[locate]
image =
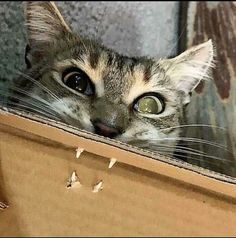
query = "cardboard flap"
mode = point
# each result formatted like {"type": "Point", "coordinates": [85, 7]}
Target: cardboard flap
{"type": "Point", "coordinates": [124, 153]}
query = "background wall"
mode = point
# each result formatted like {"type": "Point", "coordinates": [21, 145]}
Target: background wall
{"type": "Point", "coordinates": [133, 28]}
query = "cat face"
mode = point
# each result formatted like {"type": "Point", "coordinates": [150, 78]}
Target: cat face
{"type": "Point", "coordinates": [135, 100]}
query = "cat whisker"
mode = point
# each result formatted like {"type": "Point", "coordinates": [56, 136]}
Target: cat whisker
{"type": "Point", "coordinates": [44, 108]}
{"type": "Point", "coordinates": [30, 109]}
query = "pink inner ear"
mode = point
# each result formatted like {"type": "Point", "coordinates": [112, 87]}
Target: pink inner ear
{"type": "Point", "coordinates": [202, 54]}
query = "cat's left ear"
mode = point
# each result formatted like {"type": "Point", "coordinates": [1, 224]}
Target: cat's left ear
{"type": "Point", "coordinates": [189, 68]}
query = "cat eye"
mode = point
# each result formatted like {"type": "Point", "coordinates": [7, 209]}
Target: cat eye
{"type": "Point", "coordinates": [149, 104]}
{"type": "Point", "coordinates": [79, 81]}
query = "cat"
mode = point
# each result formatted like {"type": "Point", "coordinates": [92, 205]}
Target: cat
{"type": "Point", "coordinates": [136, 100]}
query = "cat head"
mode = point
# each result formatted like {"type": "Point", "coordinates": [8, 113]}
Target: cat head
{"type": "Point", "coordinates": [135, 100]}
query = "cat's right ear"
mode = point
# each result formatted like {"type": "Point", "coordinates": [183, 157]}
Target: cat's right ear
{"type": "Point", "coordinates": [44, 25]}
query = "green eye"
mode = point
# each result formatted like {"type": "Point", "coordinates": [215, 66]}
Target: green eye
{"type": "Point", "coordinates": [149, 105]}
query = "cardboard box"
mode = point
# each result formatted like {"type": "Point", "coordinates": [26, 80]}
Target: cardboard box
{"type": "Point", "coordinates": [144, 194]}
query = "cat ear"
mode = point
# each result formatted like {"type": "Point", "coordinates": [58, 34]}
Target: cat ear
{"type": "Point", "coordinates": [44, 23]}
{"type": "Point", "coordinates": [189, 68]}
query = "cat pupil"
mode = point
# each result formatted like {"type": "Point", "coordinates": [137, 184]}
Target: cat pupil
{"type": "Point", "coordinates": [79, 82]}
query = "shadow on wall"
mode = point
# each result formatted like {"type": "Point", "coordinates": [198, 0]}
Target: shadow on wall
{"type": "Point", "coordinates": [131, 28]}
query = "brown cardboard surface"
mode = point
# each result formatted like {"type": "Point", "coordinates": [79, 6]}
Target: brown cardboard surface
{"type": "Point", "coordinates": [194, 175]}
{"type": "Point", "coordinates": [136, 200]}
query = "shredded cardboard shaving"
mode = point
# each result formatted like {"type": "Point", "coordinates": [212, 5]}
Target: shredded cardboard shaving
{"type": "Point", "coordinates": [73, 180]}
{"type": "Point", "coordinates": [3, 206]}
{"type": "Point", "coordinates": [98, 187]}
{"type": "Point", "coordinates": [78, 152]}
{"type": "Point", "coordinates": [112, 162]}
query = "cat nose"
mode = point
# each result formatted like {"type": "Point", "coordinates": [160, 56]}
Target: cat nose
{"type": "Point", "coordinates": [105, 130]}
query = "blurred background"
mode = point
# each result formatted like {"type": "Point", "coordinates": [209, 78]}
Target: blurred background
{"type": "Point", "coordinates": [159, 29]}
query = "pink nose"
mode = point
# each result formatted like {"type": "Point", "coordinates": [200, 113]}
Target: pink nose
^^^^^^^^
**What the task asks:** Without any of the pictures, set the entries down again exactly as written.

**Exercise output:**
[locate]
image =
query = "cardboard flap"
mode = point
# each result formatted like {"type": "Point", "coordinates": [85, 7]}
Target: cardboard flap
{"type": "Point", "coordinates": [124, 153]}
query = "background wall"
mode = point
# each result formatted like {"type": "Point", "coordinates": [21, 145]}
Target: background wall
{"type": "Point", "coordinates": [133, 28]}
query = "cat face"
mode = point
# each result formatted like {"type": "Point", "coordinates": [150, 78]}
Target: cat face
{"type": "Point", "coordinates": [135, 100]}
query = "cat whisker"
mode = point
# each result formatted like {"type": "Point", "coordinates": [56, 136]}
Target: cat whisker
{"type": "Point", "coordinates": [44, 108]}
{"type": "Point", "coordinates": [30, 109]}
query = "pink inner ear"
mode = point
# each result formatted like {"type": "Point", "coordinates": [112, 87]}
Target: pink inner ear
{"type": "Point", "coordinates": [202, 54]}
query = "cat's left ear"
mode = point
# each result formatted like {"type": "Point", "coordinates": [1, 224]}
Target: cat's left ear
{"type": "Point", "coordinates": [189, 68]}
query = "cat eye"
mode = point
# each result formatted like {"type": "Point", "coordinates": [7, 209]}
Target: cat eye
{"type": "Point", "coordinates": [149, 104]}
{"type": "Point", "coordinates": [79, 81]}
query = "cat"
mode = point
# each result formatted like {"type": "Point", "coordinates": [92, 205]}
Target: cat
{"type": "Point", "coordinates": [136, 100]}
query = "cat head"
mode = point
# each result formatted like {"type": "Point", "coordinates": [8, 113]}
Target: cat head
{"type": "Point", "coordinates": [135, 100]}
query = "cat's right ear"
mode = point
# each result formatted like {"type": "Point", "coordinates": [183, 157]}
Target: cat's right ear
{"type": "Point", "coordinates": [44, 25]}
query = "green eye"
mode = point
# each result formatted like {"type": "Point", "coordinates": [215, 66]}
Target: green eye
{"type": "Point", "coordinates": [149, 105]}
query = "cardboard box"
mode = point
# each result formatted like {"type": "Point", "coordinates": [26, 80]}
Target: cardboard box
{"type": "Point", "coordinates": [144, 194]}
query = "cat ear"
mode = point
# each result formatted like {"type": "Point", "coordinates": [58, 34]}
Target: cat ear
{"type": "Point", "coordinates": [44, 23]}
{"type": "Point", "coordinates": [189, 68]}
query = "cat pupil"
mode = point
# each result formatted like {"type": "Point", "coordinates": [137, 184]}
Target: cat pupil
{"type": "Point", "coordinates": [79, 82]}
query = "shadow on wall"
mode = point
# each result formatted like {"type": "Point", "coordinates": [198, 0]}
Target: shadow on wall
{"type": "Point", "coordinates": [131, 28]}
query = "brown cardboard surface"
mode = point
# each result formatted like {"type": "Point", "coordinates": [79, 6]}
Target: brown cardboard surface
{"type": "Point", "coordinates": [194, 175]}
{"type": "Point", "coordinates": [136, 200]}
query = "shredded cardboard shaving"
mode = point
# each result formatted like {"type": "Point", "coordinates": [212, 5]}
Target: shredded cardboard shaving
{"type": "Point", "coordinates": [73, 180]}
{"type": "Point", "coordinates": [3, 206]}
{"type": "Point", "coordinates": [98, 187]}
{"type": "Point", "coordinates": [78, 152]}
{"type": "Point", "coordinates": [112, 162]}
query = "cat nose"
mode = point
# each result formatted like {"type": "Point", "coordinates": [160, 56]}
Target: cat nose
{"type": "Point", "coordinates": [105, 130]}
query = "blurred background"
mode = point
# each result formatted like {"type": "Point", "coordinates": [209, 78]}
Target: blurred background
{"type": "Point", "coordinates": [159, 29]}
query = "pink nose"
mode = point
# each result formatted like {"type": "Point", "coordinates": [200, 113]}
Target: pink nose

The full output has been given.